─── PROVIDED RECORDS

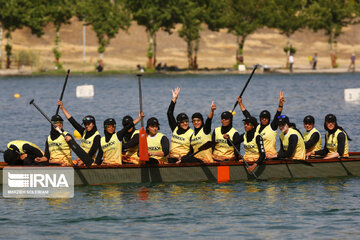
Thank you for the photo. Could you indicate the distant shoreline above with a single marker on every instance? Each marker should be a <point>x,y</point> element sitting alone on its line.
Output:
<point>16,72</point>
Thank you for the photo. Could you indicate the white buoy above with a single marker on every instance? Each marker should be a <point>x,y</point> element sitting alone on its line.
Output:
<point>85,91</point>
<point>352,94</point>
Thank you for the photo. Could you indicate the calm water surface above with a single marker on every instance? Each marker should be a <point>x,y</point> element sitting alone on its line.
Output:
<point>286,209</point>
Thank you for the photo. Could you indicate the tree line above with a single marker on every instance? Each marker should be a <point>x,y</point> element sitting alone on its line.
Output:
<point>239,17</point>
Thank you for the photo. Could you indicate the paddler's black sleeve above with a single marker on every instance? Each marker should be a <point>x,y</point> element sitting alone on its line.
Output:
<point>246,114</point>
<point>171,118</point>
<point>313,140</point>
<point>76,125</point>
<point>341,143</point>
<point>95,146</point>
<point>261,148</point>
<point>133,142</point>
<point>165,145</point>
<point>207,126</point>
<point>293,139</point>
<point>99,159</point>
<point>236,141</point>
<point>30,150</point>
<point>47,152</point>
<point>274,123</point>
<point>323,151</point>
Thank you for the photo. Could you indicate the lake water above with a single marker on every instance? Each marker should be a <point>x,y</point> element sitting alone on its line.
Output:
<point>286,209</point>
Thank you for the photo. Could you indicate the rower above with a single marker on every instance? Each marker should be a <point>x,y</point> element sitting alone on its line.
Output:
<point>201,135</point>
<point>180,139</point>
<point>267,130</point>
<point>312,136</point>
<point>90,140</point>
<point>224,151</point>
<point>336,140</point>
<point>57,151</point>
<point>158,143</point>
<point>21,152</point>
<point>111,144</point>
<point>253,144</point>
<point>292,144</point>
<point>131,139</point>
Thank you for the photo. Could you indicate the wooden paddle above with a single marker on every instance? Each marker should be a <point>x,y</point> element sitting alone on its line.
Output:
<point>242,92</point>
<point>245,162</point>
<point>72,143</point>
<point>143,148</point>
<point>207,145</point>
<point>62,92</point>
<point>297,161</point>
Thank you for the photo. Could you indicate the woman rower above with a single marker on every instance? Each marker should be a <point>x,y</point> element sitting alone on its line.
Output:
<point>20,152</point>
<point>111,144</point>
<point>292,144</point>
<point>253,144</point>
<point>131,139</point>
<point>90,137</point>
<point>158,143</point>
<point>312,136</point>
<point>201,135</point>
<point>180,139</point>
<point>336,140</point>
<point>267,130</point>
<point>57,151</point>
<point>224,150</point>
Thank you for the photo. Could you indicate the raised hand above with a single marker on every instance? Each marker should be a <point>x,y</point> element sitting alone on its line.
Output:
<point>281,98</point>
<point>213,106</point>
<point>175,93</point>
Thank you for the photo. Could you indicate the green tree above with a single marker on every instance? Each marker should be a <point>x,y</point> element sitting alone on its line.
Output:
<point>153,15</point>
<point>16,14</point>
<point>106,17</point>
<point>288,16</point>
<point>59,12</point>
<point>331,16</point>
<point>191,14</point>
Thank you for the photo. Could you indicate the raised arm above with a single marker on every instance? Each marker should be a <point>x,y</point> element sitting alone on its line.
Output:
<point>274,123</point>
<point>207,125</point>
<point>242,108</point>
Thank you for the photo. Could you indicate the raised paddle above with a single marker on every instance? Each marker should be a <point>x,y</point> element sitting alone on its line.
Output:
<point>143,148</point>
<point>242,92</point>
<point>72,144</point>
<point>62,92</point>
<point>244,161</point>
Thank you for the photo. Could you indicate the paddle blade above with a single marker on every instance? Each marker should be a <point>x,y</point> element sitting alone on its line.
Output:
<point>143,149</point>
<point>80,153</point>
<point>207,145</point>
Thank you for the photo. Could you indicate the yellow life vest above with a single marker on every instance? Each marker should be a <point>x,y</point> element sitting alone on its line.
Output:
<point>180,144</point>
<point>112,150</point>
<point>131,153</point>
<point>252,153</point>
<point>269,138</point>
<point>60,151</point>
<point>307,136</point>
<point>197,141</point>
<point>86,144</point>
<point>222,150</point>
<point>20,143</point>
<point>154,145</point>
<point>300,151</point>
<point>332,143</point>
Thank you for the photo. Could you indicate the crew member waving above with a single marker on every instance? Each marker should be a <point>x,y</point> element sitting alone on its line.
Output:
<point>90,137</point>
<point>180,140</point>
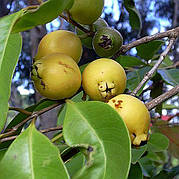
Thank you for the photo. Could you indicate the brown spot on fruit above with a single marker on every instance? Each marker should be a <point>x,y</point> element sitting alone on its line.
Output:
<point>65,65</point>
<point>113,100</point>
<point>118,103</point>
<point>106,42</point>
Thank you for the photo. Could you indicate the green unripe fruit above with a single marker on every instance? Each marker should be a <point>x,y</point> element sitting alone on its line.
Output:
<point>56,76</point>
<point>87,41</point>
<point>86,11</point>
<point>107,41</point>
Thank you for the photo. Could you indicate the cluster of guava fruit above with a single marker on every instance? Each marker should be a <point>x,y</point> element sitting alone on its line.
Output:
<point>56,74</point>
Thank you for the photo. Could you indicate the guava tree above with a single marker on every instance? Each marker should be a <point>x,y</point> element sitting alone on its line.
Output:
<point>92,140</point>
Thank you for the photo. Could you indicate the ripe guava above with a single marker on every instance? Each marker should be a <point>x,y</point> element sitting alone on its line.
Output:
<point>60,41</point>
<point>107,41</point>
<point>56,76</point>
<point>86,11</point>
<point>135,115</point>
<point>103,79</point>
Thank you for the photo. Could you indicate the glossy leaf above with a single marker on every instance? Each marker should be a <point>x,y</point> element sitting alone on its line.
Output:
<point>2,152</point>
<point>32,155</point>
<point>154,157</point>
<point>157,142</point>
<point>75,163</point>
<point>165,63</point>
<point>148,50</point>
<point>8,63</point>
<point>148,167</point>
<point>173,136</point>
<point>10,46</point>
<point>20,117</point>
<point>129,61</point>
<point>170,76</point>
<point>137,153</point>
<point>134,15</point>
<point>99,130</point>
<point>167,174</point>
<point>135,172</point>
<point>38,15</point>
<point>135,77</point>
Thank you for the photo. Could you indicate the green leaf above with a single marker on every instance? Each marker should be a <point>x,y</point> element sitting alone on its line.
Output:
<point>135,172</point>
<point>148,167</point>
<point>9,61</point>
<point>167,174</point>
<point>170,76</point>
<point>134,15</point>
<point>165,63</point>
<point>173,135</point>
<point>75,163</point>
<point>61,116</point>
<point>129,61</point>
<point>20,117</point>
<point>137,153</point>
<point>99,130</point>
<point>32,155</point>
<point>154,157</point>
<point>135,77</point>
<point>148,50</point>
<point>157,142</point>
<point>38,15</point>
<point>10,46</point>
<point>2,153</point>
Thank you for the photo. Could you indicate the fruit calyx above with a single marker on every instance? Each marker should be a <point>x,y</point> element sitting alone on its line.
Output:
<point>106,89</point>
<point>105,42</point>
<point>35,74</point>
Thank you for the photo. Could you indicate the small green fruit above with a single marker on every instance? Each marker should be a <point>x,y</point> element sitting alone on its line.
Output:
<point>56,76</point>
<point>87,41</point>
<point>100,23</point>
<point>107,42</point>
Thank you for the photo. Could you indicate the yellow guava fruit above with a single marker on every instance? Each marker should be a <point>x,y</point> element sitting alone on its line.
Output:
<point>86,11</point>
<point>56,76</point>
<point>135,115</point>
<point>60,41</point>
<point>103,79</point>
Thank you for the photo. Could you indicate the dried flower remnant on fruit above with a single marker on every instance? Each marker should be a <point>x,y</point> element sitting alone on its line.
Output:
<point>106,42</point>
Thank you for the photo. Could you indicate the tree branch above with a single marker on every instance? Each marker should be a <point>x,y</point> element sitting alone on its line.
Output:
<point>20,110</point>
<point>152,104</point>
<point>68,19</point>
<point>155,67</point>
<point>169,33</point>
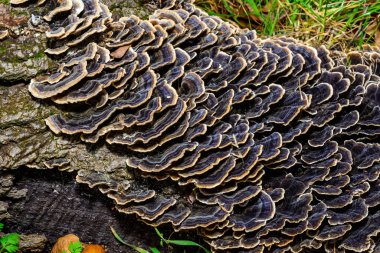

──────

# TASK ITEM
Please filter the entries for the word "leaf" and copy the lines that have it.

# RESULT OF THIS EXERCISE
Thank you for the photo. Could you indicate the glossy leaf above with a single marker on every instance? Each marker should be a <point>x,y</point> element sitting alone on its line.
Thank you for the photo. Could you indicate the green leaf above with a single marker on every instance? Each marker should be a <point>x,y</point> element sitting alone on its line.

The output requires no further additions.